[DOCUMENT SEGMENT Boundary: Start]
Accusing the Trump administration of suppressing politically inconvenient research, environmentalists filed suit Thursday to unearth a taxpayer-funded study on the electricity grid.

WASHINGTON (CN) — Accusing the Trump administration of suppressing politically inconvenient research, environmentalists filed suit Thursday to unearth a taxpayer-funded study on the electricity grid.

The Center for Biological Diversity says it filed a records request on the $1.5 million study in October 2019 after the Department of Energy pulled back the report prepared by the National Renewable Energy Laboratory, an independent federal research body,

Having heard nothing back from the government, the center has its suspicions on why the the study is being kept under wraps, namely that improvements to grid infrastructure would reduce U.S. dependence on fossil fuels.

“If that were part of the reason why the study’s not being finalized,” attorney Howard Crystal said in an interview, “it would be consistent with what this administration has done in many other contexts where there are facts that run contrary to the administration’s desired policy.”

E&E News spoke to one of the lead researchers on the study in October when the government called for a new analysis.

"My expectation is that [the additional analysis] probably will not change the basic thrust of our conclusions: High-capacity interregional transmission lines, particularly connecting the eastern and western grid compounds, have significant benefits," James McCalley, an Iowa State University engineering professor, said at the time. (Brackets in original.)
[DOCUMENT SEGMENT Boundary: End]
[GIVEN DATA Boundary: Start]
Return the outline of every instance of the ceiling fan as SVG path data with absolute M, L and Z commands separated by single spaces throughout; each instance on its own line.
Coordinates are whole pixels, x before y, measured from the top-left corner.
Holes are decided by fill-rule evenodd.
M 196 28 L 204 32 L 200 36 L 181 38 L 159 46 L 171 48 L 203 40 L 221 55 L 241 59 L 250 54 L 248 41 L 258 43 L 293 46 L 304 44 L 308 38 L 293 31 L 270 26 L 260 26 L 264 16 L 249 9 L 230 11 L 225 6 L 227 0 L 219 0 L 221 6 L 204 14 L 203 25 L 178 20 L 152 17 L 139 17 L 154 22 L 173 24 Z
[GIVEN DATA Boundary: End]
#### THINGS TO DO:
[1] Using the article on the grid study lawsuit, say whether each statement agrees with it: (a) the study cost $1.5 million; (b) the government replied to the center's records request; (c) James McCalley teaches engineering at Iowa State University. For each, answer yes or no and quote the words that decide it.
[2] Extend the article on the grid study lawsuit past its final sentence.

#### WRITTEN RESPONSES:
[1]
(a) Yes: "the $1.5 million study"
(b) No: "Having heard nothing back from the government"
(c) Yes: "an Iowa State University engineering professor"

[2]
As noted in the article, the study found that interconnecting the three, largely independent, electricity grids stretched out across the U.S. — the Western Interconnection, the Eastern Interconnection and the Electric Reliability Council of Texas — could rake in more than $160 billion in economic gains and bring wind and solar-generated power to high-population areas at a lower cost.

Crystal was critical of reports indicating that the study is now expected to run through 2022. 

“Their way of handling those facts is to suppress them,” Crystal said of the Trump administration. 

“Again we have seen this elsewhere,” he added. “It’s the use of taxpayer funds to have scientists do the work ... but then, when the scientists’ results are not something the administration wants, then the public doesn’t get to see it.”

The Center for Biological Diversity filed its complaint in Washington under the Freedom of Information Act. Hundreds of FOIA lawsuits hit the judges’ caseloads in the district every year, causing a backlog that can stall litigation for the release of federal records.

A representative for the Department of Energy declined to comment.